*What to produce*.
List every line of the items that follow which contains the word "below". Copy each such line in full.

*Provided information*.
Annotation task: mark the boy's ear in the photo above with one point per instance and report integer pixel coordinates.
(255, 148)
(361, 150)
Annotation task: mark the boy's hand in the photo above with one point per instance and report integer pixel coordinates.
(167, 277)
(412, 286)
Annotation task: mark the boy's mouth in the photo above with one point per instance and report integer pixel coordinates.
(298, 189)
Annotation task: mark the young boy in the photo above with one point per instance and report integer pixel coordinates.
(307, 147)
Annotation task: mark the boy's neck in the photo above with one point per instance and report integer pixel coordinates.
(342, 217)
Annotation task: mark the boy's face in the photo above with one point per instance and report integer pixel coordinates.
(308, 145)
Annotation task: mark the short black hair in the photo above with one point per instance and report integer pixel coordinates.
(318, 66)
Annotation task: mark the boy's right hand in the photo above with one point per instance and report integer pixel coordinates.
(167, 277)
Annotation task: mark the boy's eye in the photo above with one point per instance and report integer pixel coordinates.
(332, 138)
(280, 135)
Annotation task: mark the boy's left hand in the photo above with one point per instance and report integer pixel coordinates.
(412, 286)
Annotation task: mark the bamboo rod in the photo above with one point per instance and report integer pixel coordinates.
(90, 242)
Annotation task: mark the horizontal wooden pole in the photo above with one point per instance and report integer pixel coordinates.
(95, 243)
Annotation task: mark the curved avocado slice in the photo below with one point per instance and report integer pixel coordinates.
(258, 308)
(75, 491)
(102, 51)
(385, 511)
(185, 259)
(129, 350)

==

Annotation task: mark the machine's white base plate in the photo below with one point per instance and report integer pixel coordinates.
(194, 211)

---

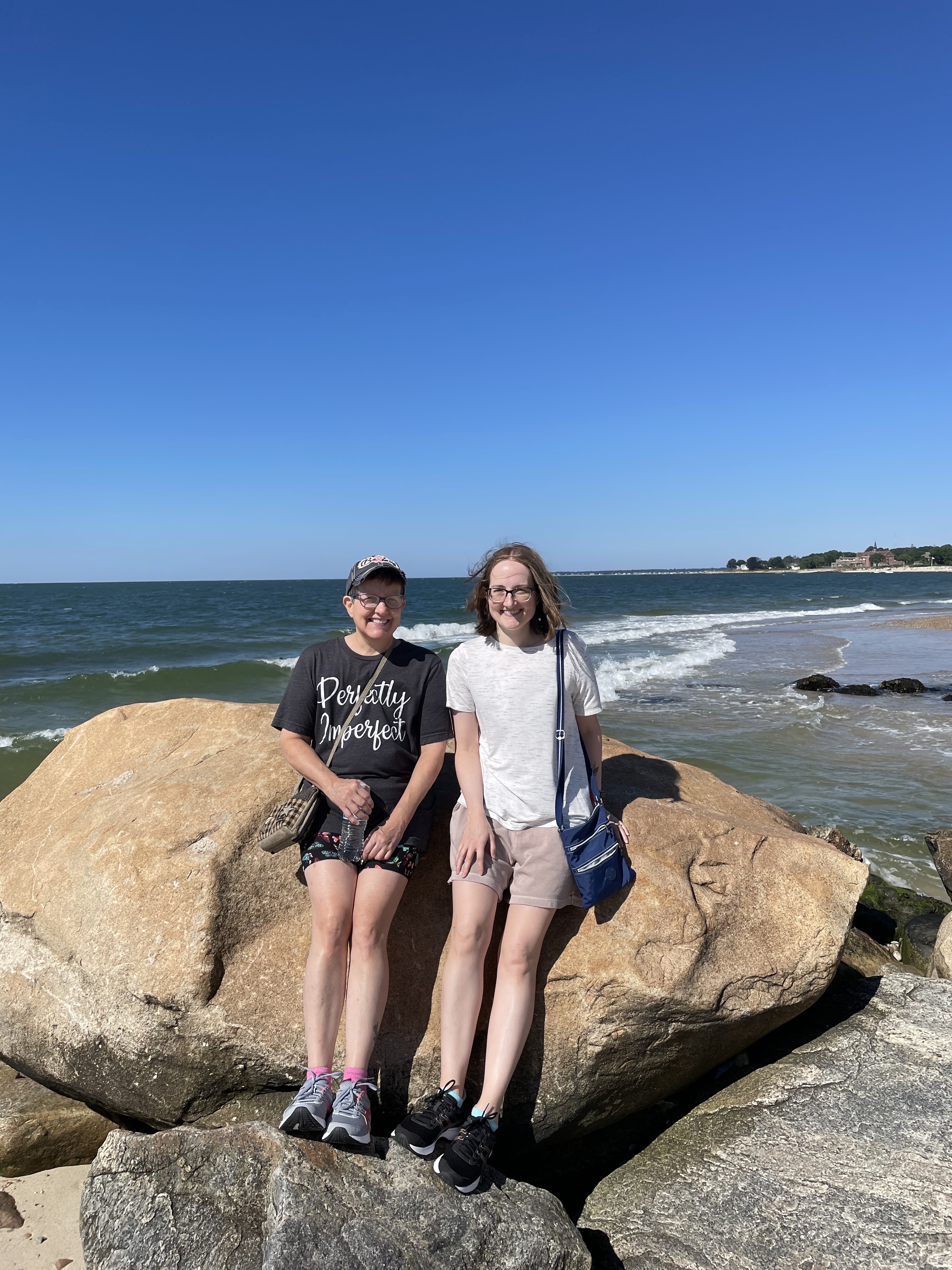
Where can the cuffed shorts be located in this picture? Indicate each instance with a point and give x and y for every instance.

*Task output*.
Annotation task: mark the curved avocado slice in the photo below with one point per instance and report integer pixel coordinates.
Annotation task: mark the machine's white base plate in the photo below with one point per instance and report integer pixel coordinates.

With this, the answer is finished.